Job: Filter the records below, copying out every line that contains the word "side". Match case exactly.

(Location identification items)
--- START ---
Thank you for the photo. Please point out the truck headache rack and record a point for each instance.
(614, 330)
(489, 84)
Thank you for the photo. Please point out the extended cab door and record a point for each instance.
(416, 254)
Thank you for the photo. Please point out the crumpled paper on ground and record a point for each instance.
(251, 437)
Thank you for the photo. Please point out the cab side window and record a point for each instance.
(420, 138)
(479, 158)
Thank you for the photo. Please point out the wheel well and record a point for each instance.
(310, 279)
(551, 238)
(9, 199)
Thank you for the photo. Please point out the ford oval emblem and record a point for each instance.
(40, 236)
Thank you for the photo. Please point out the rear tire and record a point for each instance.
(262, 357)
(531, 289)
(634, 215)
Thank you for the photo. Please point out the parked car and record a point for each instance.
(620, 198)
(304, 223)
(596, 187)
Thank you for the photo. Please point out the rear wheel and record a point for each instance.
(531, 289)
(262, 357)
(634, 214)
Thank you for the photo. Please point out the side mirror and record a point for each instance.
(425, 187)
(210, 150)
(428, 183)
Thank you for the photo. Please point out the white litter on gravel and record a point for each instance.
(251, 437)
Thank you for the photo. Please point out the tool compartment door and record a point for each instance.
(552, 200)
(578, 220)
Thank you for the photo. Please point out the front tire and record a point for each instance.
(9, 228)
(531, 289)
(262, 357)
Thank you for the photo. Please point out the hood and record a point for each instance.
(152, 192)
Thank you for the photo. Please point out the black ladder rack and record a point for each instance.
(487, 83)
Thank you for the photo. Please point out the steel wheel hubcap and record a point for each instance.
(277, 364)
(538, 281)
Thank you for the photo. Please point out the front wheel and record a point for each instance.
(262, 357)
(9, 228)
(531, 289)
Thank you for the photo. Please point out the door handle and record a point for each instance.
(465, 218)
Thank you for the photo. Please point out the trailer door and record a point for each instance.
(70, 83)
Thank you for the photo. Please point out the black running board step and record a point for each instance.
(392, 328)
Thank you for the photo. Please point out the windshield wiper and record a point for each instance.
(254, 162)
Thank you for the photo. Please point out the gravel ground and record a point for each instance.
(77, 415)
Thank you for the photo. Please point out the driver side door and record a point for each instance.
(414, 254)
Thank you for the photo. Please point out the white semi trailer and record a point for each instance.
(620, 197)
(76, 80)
--- END ---
--- START ---
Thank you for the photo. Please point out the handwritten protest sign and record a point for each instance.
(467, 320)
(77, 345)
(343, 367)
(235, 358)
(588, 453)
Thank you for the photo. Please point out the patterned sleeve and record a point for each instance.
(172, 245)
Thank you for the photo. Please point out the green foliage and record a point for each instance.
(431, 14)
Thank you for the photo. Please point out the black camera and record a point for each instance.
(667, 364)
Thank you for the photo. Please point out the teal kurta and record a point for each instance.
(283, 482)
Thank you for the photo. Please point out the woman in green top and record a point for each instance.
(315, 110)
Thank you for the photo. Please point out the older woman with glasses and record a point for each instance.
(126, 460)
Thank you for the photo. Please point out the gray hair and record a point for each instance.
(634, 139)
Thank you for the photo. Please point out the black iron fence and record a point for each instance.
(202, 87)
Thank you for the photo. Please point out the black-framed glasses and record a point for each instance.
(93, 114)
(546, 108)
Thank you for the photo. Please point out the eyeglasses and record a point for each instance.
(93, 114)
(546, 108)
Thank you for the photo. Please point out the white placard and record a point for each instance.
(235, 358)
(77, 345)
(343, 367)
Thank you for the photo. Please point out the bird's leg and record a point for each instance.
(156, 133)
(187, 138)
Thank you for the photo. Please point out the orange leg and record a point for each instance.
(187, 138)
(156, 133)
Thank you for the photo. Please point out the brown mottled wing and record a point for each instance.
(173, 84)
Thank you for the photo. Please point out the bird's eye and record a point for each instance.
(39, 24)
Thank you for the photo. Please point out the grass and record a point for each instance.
--- END ---
--- START ---
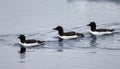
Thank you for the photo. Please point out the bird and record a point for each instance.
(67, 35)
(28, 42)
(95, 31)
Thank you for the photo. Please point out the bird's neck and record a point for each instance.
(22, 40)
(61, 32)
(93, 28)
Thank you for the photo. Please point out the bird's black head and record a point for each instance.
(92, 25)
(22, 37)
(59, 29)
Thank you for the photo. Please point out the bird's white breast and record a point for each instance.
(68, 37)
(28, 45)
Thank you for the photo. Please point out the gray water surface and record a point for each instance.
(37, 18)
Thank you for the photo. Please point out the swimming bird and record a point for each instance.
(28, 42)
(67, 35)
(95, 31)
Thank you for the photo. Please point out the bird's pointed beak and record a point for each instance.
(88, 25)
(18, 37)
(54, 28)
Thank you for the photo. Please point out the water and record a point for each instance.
--- END ---
Solution:
Thank you for the photo. Please point out the cab side window and record a point for each instance.
Thank you for the photo. Please point out the side mirror and record a point for each instance.
Thank you for the photo. Please point out the driver side door and record a point for each instance.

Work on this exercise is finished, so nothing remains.